THE INPUT:
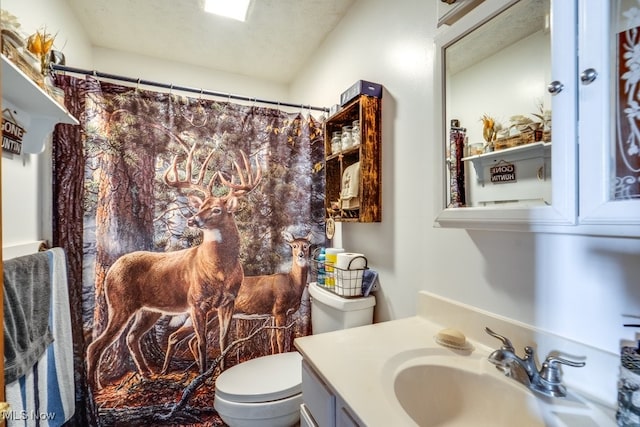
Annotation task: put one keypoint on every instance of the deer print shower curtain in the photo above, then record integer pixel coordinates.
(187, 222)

...

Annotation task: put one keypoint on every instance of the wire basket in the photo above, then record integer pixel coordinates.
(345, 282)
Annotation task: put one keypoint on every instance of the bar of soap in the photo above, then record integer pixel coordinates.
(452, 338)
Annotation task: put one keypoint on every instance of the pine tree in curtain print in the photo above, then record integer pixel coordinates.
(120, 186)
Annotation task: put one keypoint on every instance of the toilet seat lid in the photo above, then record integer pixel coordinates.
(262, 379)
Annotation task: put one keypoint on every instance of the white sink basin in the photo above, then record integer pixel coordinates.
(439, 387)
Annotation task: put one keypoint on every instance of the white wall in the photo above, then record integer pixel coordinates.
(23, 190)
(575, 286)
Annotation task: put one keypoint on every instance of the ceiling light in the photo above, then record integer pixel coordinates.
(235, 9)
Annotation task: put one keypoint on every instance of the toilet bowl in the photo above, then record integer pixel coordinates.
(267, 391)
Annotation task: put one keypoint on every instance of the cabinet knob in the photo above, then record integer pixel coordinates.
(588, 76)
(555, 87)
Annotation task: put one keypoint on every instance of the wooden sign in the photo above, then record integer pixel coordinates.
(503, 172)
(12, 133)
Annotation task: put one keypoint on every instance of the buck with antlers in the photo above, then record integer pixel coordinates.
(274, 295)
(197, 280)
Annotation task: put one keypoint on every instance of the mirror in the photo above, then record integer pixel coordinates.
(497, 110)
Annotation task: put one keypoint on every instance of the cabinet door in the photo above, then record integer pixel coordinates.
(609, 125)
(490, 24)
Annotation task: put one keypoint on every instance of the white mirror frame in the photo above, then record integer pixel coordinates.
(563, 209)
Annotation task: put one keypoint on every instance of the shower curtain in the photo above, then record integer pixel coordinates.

* * *

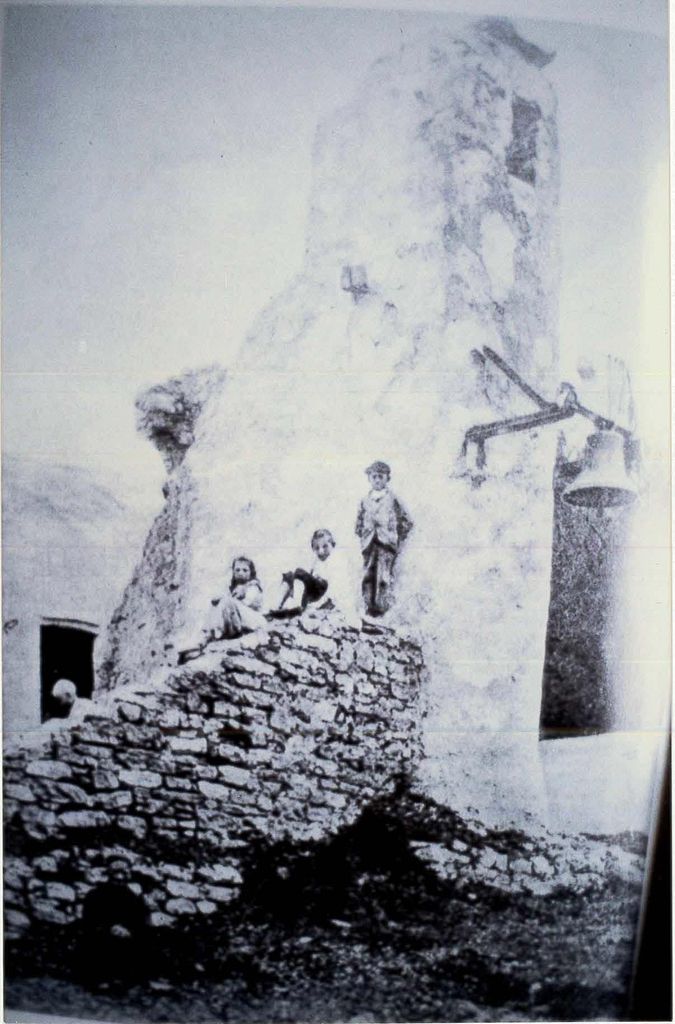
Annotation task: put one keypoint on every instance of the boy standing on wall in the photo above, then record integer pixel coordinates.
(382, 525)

YOUR ASSIGNMENT:
Retype exactly the lines of the data above that fall between the line with "the cabinet door" and the line with "of the shower", inclusive, and add nothing.

RESPONSE TO THIS EXERCISE:
Annotation task: put one keypoint on every instance of the cabinet door in the photo above, then record integer pixel coordinates.
(609, 125)
(490, 24)
Annotation task: put one keypoint on every instance of the white mirror frame in the photo above, then record integer pixel coordinates.
(563, 209)
Annotation task: put one keypoint on every instance of the shower curtain in the photo above, then record integer pixel coordinates.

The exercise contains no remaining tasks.